AIM OF THE EXERCISE: Would you copy every line of the listing below that includes the word "coordinates"?

RECORDS TO PROCESS:
══════
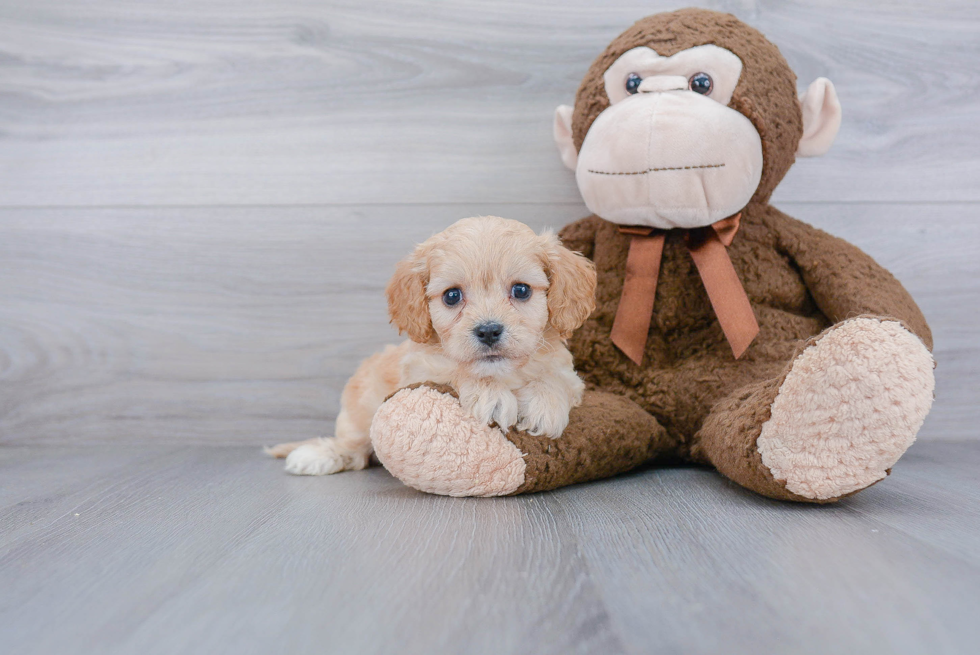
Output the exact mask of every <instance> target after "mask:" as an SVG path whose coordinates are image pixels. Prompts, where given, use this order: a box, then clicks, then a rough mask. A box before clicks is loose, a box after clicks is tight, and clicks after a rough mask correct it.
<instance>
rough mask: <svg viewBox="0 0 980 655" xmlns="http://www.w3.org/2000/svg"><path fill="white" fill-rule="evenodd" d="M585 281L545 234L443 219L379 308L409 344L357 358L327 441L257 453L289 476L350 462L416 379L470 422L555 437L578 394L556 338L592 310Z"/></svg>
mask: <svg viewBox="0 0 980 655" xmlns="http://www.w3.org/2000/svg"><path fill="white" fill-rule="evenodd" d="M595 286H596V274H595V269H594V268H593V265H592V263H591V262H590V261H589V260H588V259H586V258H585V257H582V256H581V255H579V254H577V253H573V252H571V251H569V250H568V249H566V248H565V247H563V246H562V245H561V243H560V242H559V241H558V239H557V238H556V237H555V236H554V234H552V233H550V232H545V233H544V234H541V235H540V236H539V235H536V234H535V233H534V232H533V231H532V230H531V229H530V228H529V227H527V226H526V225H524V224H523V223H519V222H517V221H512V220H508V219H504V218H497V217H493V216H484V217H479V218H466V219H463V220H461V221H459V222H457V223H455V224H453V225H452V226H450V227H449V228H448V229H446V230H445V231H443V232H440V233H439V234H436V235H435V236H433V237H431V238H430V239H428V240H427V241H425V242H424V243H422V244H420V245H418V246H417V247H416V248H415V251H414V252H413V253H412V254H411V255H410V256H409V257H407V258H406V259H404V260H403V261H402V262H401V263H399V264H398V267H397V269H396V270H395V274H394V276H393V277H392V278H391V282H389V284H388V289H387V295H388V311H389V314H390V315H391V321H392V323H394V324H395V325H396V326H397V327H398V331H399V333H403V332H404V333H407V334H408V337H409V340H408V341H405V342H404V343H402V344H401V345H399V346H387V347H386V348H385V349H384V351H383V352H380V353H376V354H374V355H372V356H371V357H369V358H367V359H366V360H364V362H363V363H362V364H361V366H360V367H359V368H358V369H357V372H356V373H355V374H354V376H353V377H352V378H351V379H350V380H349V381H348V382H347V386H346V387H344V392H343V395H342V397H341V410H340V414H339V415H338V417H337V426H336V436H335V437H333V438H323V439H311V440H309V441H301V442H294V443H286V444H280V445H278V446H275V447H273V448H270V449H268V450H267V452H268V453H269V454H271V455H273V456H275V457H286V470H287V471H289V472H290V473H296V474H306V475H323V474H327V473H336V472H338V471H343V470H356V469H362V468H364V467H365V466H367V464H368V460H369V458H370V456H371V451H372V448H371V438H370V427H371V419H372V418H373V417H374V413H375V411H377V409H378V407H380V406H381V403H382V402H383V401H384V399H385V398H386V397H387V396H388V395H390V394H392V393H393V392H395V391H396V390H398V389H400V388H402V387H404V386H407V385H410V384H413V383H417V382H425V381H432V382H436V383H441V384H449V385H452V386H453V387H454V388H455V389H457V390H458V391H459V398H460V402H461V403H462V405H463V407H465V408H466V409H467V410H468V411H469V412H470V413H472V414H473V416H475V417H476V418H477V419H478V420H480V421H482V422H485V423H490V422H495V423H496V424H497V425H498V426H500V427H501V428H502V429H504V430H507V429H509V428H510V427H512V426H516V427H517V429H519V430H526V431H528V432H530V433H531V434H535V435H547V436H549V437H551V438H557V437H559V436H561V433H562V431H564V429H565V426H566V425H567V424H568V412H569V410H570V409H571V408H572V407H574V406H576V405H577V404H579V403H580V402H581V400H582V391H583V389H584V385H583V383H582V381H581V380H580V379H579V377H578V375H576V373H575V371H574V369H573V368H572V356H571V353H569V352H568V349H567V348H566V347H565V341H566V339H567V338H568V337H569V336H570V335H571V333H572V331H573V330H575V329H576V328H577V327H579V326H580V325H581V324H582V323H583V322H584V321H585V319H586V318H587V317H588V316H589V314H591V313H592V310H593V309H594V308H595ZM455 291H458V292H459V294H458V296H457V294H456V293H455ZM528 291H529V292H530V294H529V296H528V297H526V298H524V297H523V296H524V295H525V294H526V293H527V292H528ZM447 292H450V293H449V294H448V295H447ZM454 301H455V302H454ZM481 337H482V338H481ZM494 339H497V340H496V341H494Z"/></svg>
══════
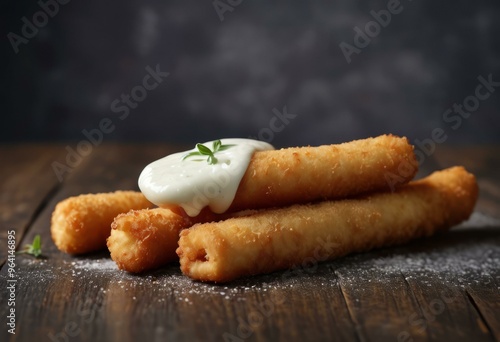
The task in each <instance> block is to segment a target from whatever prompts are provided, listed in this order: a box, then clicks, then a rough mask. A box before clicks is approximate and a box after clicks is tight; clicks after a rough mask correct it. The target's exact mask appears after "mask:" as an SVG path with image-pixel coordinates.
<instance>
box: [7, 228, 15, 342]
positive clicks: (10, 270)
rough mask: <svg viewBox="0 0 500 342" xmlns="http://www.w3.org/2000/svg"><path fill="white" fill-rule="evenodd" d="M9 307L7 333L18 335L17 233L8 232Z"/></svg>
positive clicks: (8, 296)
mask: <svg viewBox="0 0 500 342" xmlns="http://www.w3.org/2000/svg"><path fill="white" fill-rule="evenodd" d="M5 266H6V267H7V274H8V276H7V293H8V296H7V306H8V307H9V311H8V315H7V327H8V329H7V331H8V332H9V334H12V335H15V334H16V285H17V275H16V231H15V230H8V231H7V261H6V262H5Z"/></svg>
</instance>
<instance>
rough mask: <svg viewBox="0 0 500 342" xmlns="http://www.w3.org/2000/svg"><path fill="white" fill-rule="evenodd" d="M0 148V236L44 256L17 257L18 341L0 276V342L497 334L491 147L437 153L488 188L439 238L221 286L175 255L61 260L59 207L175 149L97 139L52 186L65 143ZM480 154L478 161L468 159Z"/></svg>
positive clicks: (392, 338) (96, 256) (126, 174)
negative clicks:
══════
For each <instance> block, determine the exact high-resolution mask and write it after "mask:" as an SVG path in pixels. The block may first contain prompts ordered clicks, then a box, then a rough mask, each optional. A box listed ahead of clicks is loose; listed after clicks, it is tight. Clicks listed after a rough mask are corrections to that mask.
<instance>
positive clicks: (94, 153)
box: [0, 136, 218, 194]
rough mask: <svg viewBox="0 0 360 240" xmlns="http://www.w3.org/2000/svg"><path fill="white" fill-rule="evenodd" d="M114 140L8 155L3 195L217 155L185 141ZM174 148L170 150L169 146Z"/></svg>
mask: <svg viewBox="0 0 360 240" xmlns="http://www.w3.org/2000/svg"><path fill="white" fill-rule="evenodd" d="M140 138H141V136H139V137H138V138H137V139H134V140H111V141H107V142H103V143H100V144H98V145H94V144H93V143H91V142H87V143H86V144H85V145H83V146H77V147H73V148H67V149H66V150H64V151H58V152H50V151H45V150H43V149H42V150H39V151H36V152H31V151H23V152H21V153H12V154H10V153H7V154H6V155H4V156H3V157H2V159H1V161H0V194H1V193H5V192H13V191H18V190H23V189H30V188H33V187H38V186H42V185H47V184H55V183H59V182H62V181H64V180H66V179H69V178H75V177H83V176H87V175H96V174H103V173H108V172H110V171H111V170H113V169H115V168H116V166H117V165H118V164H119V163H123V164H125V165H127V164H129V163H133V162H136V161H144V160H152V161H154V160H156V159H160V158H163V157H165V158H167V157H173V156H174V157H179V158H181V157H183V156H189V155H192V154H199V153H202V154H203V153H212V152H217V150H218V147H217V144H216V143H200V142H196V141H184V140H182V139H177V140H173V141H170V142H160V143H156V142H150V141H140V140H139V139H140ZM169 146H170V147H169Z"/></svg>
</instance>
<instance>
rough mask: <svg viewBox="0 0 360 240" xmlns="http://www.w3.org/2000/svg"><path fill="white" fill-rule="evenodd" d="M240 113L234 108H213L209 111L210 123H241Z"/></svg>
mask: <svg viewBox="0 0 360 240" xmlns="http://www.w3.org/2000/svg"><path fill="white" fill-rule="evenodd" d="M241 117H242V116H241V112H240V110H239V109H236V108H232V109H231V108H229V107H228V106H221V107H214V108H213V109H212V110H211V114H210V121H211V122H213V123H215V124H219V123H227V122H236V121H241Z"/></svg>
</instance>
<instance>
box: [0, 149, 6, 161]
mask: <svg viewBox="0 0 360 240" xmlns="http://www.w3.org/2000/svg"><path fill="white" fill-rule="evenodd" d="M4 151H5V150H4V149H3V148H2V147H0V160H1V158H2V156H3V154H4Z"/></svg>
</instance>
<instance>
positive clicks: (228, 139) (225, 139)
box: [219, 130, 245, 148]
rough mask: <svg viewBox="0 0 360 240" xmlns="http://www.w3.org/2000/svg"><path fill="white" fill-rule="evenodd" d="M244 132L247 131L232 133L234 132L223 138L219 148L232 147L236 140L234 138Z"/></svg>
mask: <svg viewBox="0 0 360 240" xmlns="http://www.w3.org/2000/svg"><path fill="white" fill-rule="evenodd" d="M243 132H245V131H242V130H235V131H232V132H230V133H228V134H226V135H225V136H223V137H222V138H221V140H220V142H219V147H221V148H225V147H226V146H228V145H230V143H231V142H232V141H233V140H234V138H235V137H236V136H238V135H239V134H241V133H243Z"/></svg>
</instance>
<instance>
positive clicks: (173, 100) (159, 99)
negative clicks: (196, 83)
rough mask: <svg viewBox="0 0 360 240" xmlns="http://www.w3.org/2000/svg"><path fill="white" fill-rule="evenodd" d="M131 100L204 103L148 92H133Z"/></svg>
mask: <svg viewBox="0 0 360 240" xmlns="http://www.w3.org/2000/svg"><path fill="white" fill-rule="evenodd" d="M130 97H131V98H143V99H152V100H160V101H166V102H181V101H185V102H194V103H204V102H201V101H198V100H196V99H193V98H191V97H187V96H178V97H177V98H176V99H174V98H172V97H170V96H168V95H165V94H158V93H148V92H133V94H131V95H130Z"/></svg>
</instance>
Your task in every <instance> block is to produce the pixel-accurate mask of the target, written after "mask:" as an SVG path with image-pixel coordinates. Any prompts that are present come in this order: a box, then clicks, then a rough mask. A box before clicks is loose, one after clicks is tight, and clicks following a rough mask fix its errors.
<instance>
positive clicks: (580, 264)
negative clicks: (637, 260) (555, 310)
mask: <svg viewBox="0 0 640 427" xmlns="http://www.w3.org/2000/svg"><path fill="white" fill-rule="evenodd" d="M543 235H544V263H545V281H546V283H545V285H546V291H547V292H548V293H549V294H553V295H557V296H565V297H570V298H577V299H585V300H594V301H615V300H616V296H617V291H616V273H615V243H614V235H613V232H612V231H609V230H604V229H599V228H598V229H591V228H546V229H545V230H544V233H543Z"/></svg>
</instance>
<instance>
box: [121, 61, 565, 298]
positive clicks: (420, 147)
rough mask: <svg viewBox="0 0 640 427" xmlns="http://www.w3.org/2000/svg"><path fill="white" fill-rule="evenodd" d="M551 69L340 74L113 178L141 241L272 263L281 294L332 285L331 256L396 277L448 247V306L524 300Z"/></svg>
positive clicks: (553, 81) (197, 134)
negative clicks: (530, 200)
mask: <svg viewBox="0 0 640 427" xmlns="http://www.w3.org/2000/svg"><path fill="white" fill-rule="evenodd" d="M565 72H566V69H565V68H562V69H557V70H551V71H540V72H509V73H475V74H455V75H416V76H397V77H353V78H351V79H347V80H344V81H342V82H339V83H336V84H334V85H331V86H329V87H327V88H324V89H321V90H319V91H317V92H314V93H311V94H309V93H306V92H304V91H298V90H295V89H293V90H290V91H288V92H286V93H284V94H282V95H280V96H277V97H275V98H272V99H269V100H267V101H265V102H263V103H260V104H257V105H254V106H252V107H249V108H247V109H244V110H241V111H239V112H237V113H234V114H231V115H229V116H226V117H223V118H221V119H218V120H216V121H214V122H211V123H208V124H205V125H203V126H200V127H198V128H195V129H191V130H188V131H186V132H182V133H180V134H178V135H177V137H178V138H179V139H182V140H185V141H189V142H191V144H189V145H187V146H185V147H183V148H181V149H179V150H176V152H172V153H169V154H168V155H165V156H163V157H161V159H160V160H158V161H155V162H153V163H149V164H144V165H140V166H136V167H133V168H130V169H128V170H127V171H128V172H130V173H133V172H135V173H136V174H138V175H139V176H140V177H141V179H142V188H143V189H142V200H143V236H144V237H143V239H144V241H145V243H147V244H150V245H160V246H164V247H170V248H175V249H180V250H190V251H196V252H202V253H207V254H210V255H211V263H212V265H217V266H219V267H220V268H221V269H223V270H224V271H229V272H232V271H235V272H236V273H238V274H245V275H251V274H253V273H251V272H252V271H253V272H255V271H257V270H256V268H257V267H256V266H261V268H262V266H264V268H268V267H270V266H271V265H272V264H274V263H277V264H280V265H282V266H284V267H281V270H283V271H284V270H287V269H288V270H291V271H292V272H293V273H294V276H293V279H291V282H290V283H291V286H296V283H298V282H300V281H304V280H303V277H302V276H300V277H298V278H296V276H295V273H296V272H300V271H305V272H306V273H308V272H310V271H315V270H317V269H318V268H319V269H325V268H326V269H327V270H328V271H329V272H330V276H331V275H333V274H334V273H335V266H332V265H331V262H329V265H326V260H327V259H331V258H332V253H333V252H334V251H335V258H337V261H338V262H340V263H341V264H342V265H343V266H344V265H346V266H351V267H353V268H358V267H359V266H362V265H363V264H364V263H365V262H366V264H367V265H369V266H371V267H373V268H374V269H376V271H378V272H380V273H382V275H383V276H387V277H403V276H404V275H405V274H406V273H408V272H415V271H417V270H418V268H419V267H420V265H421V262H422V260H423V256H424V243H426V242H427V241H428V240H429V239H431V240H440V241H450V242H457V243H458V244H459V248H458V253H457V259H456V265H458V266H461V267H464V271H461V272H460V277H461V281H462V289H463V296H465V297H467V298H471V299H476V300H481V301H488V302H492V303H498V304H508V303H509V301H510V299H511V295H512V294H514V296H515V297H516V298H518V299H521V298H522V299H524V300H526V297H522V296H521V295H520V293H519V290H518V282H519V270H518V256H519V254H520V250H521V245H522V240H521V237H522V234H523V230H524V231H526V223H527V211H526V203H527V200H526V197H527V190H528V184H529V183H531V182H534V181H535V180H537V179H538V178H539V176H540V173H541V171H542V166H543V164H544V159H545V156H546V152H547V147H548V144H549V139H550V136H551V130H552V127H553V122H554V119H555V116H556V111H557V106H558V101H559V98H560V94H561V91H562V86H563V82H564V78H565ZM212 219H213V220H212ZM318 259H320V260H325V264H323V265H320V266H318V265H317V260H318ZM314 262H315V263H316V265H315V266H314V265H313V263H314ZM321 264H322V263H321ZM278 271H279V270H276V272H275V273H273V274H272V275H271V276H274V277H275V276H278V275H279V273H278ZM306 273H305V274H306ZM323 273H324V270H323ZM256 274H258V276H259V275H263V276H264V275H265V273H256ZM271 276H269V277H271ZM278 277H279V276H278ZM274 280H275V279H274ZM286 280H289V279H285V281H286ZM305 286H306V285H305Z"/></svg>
══════
WRITTEN RESPONSE:
Output the exact mask of every <instance> target after "mask:" as an SVG path whose coordinates are image pixels. Prompts, where given, use this order: a box, then clicks, then a rough mask. A box before clicks is loose, a box after clicks is tight, and clicks after a rough mask correct it.
The task in each <instance> block is to segment a target from whatever prompts are provided, listed in this order: a box, then clicks, then a rough mask. A box before clicks is approximate and a box after clicks is tight; clicks after a rough mask correct it. The target's exact mask appears after "mask:" as an SVG path with image-pixel coordinates.
Your task in every <instance> block is to produce the pixel-accurate mask of the target, written after "mask:" as an SVG path with image-pixel coordinates. Any prompts that are present come in this order: a box, then clicks, then a rough mask. A box before clicks is loose, one after clicks is tight, and clicks following a rough mask fix its errors.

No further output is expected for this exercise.